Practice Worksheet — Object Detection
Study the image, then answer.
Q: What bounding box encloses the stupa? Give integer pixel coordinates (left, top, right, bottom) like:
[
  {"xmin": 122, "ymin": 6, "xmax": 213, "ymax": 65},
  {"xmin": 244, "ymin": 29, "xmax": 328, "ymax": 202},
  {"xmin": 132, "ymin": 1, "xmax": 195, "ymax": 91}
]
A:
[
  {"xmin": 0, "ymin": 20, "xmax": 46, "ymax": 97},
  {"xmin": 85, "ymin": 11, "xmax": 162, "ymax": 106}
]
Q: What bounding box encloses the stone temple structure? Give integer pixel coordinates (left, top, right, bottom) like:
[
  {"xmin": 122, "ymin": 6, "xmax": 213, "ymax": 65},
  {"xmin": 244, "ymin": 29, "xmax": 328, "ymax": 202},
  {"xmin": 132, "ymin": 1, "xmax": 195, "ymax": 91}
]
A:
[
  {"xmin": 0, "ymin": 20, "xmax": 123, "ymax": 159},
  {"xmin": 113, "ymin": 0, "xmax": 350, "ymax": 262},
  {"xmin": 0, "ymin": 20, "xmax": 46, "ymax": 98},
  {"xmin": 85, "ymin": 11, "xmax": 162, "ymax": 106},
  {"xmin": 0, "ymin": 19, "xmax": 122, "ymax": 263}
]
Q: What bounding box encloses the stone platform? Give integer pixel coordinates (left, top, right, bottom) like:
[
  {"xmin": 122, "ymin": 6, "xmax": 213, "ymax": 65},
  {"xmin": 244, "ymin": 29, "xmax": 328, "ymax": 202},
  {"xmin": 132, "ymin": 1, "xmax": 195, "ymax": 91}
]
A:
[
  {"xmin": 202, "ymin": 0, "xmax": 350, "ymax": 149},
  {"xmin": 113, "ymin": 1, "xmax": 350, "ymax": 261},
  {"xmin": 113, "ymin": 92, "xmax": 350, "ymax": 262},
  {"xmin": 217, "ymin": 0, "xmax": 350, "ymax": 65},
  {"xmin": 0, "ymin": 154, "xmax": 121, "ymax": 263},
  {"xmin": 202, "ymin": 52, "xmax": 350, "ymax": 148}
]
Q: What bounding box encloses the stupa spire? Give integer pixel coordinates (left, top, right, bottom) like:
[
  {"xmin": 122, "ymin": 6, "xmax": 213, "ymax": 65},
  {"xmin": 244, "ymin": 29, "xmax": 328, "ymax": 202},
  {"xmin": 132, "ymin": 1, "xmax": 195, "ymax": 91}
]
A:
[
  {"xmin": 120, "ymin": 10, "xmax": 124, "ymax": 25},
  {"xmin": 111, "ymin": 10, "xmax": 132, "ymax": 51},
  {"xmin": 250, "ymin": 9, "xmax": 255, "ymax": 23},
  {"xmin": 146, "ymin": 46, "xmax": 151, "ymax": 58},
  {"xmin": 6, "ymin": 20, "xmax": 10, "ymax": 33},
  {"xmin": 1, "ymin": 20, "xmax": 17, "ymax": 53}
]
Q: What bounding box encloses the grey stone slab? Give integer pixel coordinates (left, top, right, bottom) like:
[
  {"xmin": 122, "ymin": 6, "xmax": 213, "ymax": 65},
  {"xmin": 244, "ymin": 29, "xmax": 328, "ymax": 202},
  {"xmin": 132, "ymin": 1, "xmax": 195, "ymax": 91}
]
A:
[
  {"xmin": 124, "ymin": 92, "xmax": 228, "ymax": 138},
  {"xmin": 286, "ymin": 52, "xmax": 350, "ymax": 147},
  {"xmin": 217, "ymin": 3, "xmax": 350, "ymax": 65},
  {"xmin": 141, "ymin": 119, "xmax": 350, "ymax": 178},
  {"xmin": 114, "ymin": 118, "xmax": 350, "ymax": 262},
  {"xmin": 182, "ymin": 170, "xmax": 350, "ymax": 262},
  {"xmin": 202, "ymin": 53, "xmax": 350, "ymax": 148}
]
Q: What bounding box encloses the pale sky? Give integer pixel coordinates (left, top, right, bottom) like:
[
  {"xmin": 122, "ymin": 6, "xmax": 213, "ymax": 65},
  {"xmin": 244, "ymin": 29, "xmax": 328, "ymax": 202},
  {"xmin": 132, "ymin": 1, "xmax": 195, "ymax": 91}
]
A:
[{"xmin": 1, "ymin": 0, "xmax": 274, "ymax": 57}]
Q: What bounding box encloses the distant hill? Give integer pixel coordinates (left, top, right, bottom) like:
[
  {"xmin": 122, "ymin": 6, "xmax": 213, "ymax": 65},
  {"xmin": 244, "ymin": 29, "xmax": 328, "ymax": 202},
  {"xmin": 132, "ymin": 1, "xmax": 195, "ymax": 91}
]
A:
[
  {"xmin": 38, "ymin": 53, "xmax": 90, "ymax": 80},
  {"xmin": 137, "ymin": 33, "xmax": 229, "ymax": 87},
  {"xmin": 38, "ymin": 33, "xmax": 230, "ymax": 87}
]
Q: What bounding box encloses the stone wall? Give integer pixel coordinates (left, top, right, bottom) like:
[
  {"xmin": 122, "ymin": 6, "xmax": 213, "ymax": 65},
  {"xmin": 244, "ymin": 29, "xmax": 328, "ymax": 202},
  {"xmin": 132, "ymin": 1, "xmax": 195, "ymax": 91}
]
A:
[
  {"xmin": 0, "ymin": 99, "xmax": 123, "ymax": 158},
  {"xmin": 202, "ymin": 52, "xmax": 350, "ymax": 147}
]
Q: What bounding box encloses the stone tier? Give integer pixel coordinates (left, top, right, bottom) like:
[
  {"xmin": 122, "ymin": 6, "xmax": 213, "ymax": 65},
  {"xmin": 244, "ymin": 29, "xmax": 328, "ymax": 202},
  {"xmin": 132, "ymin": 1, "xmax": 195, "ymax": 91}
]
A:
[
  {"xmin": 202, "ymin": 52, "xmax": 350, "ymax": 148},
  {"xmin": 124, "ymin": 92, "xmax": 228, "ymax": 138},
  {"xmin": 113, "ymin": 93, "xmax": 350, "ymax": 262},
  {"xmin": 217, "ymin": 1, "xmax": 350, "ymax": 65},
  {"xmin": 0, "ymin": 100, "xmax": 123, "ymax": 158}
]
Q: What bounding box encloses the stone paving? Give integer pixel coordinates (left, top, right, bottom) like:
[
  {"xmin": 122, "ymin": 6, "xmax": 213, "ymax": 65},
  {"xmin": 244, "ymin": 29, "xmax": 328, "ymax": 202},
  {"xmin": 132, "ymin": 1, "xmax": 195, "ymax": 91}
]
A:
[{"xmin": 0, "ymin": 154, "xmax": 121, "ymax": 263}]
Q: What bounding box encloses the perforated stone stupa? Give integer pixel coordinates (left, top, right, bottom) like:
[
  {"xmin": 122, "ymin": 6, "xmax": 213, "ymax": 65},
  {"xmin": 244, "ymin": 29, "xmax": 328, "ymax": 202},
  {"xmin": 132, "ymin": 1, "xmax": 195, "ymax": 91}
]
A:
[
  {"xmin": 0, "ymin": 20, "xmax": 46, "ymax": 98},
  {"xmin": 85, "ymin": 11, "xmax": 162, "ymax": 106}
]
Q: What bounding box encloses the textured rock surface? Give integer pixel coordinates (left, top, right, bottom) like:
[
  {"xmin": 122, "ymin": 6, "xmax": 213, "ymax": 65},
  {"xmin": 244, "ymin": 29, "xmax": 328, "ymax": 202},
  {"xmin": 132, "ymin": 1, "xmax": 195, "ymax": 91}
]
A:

----------------

_INSTRUCTIONS FOR THE TASK_
Scan the records for the string "stupa". Copy each line in which it appears.

_YOUR SOLUTION_
Q: What bounding box encloses the stupa? Give integer pixel coordinates (left, top, right, bottom) like:
Q: What bounding box encloses the stupa spire? Give integer pixel coordinates (left, top, right, bottom) like:
Q: What bounding box encloses the perforated stone stupa? Give integer pixel coordinates (left, top, right, bottom) like:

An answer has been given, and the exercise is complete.